§ **Supplied information**:
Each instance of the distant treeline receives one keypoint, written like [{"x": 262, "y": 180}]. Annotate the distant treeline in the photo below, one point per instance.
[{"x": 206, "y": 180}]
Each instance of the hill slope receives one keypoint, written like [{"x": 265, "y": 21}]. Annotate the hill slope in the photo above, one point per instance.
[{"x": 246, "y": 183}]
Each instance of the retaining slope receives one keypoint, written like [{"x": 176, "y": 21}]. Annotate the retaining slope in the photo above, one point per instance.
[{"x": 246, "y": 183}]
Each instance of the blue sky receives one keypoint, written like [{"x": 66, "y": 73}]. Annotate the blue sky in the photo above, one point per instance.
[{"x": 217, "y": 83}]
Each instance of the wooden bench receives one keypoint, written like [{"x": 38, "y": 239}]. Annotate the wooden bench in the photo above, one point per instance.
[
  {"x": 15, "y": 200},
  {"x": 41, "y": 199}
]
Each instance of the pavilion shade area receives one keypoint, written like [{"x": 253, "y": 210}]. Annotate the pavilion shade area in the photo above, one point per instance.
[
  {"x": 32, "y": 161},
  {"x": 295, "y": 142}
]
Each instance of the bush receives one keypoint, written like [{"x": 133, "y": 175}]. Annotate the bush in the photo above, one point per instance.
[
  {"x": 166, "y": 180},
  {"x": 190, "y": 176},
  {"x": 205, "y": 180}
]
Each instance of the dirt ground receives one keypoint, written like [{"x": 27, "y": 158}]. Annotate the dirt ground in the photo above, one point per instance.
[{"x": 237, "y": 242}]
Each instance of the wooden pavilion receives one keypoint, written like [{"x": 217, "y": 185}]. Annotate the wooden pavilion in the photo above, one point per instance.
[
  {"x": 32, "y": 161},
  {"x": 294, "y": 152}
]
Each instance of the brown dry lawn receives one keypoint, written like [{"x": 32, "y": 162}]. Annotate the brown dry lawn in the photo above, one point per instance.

§ **To do**: Return the listing above in its entirety, word for word.

§ **Solution for this exercise**:
Each instance of the distant treeline receives one keypoint, written like [{"x": 262, "y": 180}]. Annotate the distant treeline in the photo below, one point per instance.
[{"x": 206, "y": 180}]
Each instance of the hill slope receives one keypoint, written like [{"x": 265, "y": 21}]. Annotate the hill slope in the photo above, one point per instance.
[{"x": 246, "y": 183}]
Each instance of the retaining slope receives one keypoint, written like [{"x": 176, "y": 21}]. Annotate the retaining slope in the photo above, one point per instance.
[{"x": 246, "y": 183}]
Each instance of the blue sky receives one keypoint, written like [{"x": 66, "y": 73}]. Annotate the blue sky in the photo above, one point per instance.
[{"x": 217, "y": 83}]
Each instance of the wooden bench receives one keypoint, written like [{"x": 38, "y": 239}]. Annotate the wooden bench in the photo above, one point per instance.
[
  {"x": 15, "y": 200},
  {"x": 41, "y": 199}
]
Each instance of the pavilion shade area receives one keypoint, written like [{"x": 253, "y": 210}]. Annotate the pavilion shade area in the photo above, one point per instance.
[
  {"x": 32, "y": 161},
  {"x": 295, "y": 142}
]
Each instance of the bush receives one keypoint, written like [{"x": 133, "y": 175}]. Annotate the bush in the photo above, one point per instance.
[
  {"x": 166, "y": 180},
  {"x": 190, "y": 176},
  {"x": 205, "y": 180}
]
Each instance of the dirt ground receives one keypoint, written like [{"x": 27, "y": 158}]. Annotate the dirt ground in the photo above, one point per instance.
[{"x": 237, "y": 242}]
Each instance of the wooden pavilion receives one keypoint, written like [{"x": 217, "y": 185}]. Annotate the wooden pavilion in the photo above, one point per instance.
[
  {"x": 32, "y": 161},
  {"x": 294, "y": 152}
]
Each instance of the brown dry lawn receives one keypoint, written like [{"x": 32, "y": 162}]. Annotate the brown dry lawn in the photo above, one point per instance.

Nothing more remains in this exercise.